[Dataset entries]

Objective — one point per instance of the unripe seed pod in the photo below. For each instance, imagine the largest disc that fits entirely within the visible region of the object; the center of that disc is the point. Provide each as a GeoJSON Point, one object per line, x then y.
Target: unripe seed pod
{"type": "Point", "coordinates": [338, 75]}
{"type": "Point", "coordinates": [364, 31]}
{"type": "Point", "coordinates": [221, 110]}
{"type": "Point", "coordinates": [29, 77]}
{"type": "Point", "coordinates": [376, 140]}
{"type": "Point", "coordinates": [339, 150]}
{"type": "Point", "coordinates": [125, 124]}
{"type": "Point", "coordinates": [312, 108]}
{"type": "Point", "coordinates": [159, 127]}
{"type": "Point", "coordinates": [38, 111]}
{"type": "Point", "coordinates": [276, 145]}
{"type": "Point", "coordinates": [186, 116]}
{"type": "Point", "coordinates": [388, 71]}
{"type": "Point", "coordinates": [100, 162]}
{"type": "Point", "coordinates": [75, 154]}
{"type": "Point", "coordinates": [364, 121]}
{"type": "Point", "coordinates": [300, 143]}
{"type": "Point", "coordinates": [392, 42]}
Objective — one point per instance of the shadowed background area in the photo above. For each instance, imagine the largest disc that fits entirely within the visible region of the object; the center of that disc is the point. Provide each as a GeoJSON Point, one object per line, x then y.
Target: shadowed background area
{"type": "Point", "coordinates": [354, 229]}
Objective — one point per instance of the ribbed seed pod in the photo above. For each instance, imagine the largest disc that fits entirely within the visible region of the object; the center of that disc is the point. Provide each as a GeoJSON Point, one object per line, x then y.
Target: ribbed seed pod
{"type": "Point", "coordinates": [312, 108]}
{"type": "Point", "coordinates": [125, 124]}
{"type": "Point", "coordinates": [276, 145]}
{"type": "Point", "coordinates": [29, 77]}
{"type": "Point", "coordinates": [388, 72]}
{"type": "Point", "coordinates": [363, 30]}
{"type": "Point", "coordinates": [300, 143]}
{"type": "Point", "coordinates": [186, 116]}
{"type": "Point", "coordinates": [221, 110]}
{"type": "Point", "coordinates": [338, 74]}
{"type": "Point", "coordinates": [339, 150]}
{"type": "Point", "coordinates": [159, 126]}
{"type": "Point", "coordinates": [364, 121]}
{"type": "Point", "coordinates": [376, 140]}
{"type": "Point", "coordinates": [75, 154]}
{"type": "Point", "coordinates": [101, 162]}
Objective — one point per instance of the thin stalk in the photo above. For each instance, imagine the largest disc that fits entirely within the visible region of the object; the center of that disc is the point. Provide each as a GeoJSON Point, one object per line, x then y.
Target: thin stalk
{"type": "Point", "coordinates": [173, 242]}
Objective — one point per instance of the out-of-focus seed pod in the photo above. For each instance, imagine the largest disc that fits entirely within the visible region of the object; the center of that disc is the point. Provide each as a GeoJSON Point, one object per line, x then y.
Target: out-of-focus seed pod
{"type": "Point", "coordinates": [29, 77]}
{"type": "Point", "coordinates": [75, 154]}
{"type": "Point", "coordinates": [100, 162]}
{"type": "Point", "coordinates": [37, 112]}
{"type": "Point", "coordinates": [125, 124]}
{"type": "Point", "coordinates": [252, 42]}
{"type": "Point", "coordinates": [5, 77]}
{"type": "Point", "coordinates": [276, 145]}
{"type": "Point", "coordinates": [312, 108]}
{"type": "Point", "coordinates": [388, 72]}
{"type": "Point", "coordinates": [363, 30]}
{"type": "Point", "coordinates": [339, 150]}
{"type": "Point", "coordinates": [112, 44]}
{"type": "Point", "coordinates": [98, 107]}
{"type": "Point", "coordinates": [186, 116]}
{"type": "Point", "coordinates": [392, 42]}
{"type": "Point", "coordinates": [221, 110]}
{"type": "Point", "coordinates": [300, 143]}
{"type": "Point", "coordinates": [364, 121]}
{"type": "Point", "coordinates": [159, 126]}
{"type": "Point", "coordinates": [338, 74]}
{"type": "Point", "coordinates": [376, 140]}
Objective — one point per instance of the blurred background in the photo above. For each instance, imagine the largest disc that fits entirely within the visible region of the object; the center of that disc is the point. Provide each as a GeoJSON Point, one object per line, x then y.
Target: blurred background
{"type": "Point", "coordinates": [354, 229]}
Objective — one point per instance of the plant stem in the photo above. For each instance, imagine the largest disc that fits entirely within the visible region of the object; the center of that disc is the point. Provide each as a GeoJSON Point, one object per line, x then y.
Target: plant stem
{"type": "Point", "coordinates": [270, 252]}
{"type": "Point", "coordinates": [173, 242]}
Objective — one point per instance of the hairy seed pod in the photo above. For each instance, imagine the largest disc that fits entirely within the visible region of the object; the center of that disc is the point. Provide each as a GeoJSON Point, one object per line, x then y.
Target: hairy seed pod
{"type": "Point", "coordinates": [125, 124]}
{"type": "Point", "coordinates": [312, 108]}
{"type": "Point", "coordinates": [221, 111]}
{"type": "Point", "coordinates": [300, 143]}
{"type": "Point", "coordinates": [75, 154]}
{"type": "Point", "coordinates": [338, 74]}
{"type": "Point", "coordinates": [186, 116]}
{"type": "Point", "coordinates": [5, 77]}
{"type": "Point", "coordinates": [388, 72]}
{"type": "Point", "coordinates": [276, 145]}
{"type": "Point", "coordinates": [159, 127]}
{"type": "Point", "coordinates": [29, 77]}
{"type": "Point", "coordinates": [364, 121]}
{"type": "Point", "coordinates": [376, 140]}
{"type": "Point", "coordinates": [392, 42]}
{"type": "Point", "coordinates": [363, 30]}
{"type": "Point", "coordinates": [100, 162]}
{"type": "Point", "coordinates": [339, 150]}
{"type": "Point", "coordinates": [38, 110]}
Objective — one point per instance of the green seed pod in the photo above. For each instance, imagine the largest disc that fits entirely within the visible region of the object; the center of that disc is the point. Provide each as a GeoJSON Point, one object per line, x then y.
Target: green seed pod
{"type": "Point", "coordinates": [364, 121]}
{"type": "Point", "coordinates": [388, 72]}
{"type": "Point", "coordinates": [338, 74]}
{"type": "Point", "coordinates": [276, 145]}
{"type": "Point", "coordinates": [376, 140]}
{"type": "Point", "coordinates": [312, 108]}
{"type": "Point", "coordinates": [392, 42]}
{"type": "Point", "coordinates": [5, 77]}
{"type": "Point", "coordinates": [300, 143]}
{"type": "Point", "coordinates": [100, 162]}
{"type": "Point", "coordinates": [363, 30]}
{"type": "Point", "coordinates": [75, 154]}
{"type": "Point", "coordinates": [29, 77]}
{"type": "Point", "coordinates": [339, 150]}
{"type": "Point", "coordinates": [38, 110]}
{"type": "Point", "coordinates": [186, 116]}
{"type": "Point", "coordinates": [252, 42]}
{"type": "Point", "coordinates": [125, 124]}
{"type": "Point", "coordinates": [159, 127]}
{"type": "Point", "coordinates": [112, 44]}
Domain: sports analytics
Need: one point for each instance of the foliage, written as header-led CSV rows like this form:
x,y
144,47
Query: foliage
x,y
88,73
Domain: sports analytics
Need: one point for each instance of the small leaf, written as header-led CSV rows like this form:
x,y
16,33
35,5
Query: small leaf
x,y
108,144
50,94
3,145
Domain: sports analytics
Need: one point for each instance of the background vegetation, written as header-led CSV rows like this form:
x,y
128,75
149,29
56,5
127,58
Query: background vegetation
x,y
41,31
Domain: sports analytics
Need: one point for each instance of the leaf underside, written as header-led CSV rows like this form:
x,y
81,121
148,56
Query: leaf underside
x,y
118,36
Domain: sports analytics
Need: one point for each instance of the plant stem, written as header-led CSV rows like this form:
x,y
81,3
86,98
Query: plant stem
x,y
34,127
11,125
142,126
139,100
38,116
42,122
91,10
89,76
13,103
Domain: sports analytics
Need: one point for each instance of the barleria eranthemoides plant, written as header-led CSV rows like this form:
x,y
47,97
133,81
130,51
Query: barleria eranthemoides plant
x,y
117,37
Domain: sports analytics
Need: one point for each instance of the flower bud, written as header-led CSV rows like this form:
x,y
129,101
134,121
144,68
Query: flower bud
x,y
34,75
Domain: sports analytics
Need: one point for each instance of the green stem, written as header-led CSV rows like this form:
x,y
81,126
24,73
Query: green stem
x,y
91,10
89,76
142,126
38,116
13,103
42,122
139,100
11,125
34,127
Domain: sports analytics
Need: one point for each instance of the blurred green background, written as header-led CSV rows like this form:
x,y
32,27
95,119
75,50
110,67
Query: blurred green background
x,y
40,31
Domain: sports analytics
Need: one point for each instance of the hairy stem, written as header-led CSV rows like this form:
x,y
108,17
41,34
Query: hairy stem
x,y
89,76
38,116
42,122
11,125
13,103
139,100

[Task prompt] There is a run of lines above from the one with "Target: thin stalk" to the one with "Objective — one point per instance of the out-of-focus"; print exactly that run, both ends included, and nothing else.

[The completed task]
Target: thin stalk
{"type": "Point", "coordinates": [173, 242]}
Objective — one point per instance of the out-of-focus seed pod in the photo above. For each instance, imagine the largest disc that fits entirely within the visible region of the object; the center of that disc is the point. Provide each as a GeoJSON Point, one object per line, x then y.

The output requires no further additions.